BRIEF -> Filter out every line below that lacks "smoke", and copy the rest.

-------

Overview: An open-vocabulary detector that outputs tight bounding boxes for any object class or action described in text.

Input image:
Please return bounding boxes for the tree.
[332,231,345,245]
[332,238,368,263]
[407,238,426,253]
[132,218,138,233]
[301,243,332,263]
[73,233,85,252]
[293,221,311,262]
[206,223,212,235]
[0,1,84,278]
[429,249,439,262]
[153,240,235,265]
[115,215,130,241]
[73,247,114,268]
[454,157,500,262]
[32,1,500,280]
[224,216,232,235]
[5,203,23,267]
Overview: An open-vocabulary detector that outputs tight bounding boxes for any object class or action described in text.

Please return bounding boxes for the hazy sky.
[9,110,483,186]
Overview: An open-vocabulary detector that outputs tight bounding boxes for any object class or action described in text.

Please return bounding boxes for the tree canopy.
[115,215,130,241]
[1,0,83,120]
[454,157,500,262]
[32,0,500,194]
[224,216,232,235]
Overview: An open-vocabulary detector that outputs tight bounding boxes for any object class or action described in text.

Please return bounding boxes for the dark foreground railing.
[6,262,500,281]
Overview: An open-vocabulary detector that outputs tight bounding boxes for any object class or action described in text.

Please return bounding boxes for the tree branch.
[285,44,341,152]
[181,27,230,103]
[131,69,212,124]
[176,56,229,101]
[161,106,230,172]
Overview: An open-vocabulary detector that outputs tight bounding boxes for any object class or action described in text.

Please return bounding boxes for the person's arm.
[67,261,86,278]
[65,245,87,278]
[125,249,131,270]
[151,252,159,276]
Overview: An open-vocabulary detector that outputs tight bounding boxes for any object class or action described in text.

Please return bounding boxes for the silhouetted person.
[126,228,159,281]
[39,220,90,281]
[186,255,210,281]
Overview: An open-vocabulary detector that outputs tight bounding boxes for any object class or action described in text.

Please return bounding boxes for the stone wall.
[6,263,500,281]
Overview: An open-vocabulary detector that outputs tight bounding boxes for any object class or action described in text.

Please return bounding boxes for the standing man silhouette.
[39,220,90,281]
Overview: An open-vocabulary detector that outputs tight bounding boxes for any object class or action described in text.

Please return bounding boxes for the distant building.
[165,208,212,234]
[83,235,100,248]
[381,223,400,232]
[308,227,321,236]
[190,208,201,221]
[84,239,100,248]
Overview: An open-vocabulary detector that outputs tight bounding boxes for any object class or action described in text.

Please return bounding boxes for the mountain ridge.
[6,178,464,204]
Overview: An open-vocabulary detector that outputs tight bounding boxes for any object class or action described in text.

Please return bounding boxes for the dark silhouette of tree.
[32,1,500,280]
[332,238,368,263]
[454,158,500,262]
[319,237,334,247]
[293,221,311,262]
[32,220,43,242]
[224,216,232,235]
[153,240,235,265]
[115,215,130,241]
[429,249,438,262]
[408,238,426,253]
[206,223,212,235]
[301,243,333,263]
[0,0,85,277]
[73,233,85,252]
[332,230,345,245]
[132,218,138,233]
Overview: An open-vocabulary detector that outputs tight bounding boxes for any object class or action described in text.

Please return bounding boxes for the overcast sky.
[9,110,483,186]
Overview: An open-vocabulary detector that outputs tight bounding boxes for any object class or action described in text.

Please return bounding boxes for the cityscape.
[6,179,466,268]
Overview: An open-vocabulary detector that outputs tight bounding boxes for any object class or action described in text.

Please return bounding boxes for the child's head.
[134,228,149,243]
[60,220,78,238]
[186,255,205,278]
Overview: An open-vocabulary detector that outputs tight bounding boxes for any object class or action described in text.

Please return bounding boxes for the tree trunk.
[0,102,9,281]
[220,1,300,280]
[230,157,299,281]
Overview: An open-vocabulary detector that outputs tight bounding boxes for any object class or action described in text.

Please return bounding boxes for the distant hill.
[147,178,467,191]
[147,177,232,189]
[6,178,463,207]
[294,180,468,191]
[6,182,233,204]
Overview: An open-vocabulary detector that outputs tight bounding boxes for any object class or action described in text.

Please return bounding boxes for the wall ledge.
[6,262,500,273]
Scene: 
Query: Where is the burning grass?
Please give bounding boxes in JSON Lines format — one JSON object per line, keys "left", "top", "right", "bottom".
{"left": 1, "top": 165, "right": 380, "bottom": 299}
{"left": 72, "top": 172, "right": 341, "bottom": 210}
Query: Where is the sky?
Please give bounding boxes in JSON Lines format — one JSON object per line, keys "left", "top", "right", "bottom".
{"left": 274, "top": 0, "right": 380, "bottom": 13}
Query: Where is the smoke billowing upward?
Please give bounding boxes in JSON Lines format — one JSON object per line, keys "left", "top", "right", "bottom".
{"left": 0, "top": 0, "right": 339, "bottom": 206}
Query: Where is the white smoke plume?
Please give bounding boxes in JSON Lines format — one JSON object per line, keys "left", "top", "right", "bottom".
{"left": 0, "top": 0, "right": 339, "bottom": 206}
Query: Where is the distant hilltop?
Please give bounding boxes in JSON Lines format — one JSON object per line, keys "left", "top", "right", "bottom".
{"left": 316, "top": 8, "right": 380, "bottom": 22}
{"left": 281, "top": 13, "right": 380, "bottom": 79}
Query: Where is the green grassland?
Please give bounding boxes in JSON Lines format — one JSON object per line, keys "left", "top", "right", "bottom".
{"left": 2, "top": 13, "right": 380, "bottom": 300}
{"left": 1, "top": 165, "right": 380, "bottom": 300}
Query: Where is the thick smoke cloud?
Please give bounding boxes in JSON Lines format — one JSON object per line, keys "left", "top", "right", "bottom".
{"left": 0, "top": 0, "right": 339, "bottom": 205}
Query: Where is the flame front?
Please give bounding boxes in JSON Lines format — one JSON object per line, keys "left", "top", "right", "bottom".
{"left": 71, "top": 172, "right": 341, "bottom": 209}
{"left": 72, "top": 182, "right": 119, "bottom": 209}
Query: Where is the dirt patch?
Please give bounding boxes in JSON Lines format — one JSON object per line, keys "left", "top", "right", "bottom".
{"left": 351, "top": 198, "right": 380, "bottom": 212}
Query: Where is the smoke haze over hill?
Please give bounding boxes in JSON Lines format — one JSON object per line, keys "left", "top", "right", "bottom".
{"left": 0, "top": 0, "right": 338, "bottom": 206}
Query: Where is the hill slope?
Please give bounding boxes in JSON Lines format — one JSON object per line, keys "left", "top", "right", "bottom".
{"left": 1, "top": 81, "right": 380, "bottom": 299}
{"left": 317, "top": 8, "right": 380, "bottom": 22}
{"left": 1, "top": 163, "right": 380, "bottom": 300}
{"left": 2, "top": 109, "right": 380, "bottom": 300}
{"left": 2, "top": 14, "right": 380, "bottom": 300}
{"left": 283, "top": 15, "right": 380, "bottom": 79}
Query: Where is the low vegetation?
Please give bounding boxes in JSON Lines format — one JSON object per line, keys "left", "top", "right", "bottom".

-------

FINISHED EXERCISE ->
Query: Where is the smoke billowing upward?
Query: Where is the white smoke plume?
Query: Where is the thick smoke cloud?
Query: Where is the smoke haze over hill?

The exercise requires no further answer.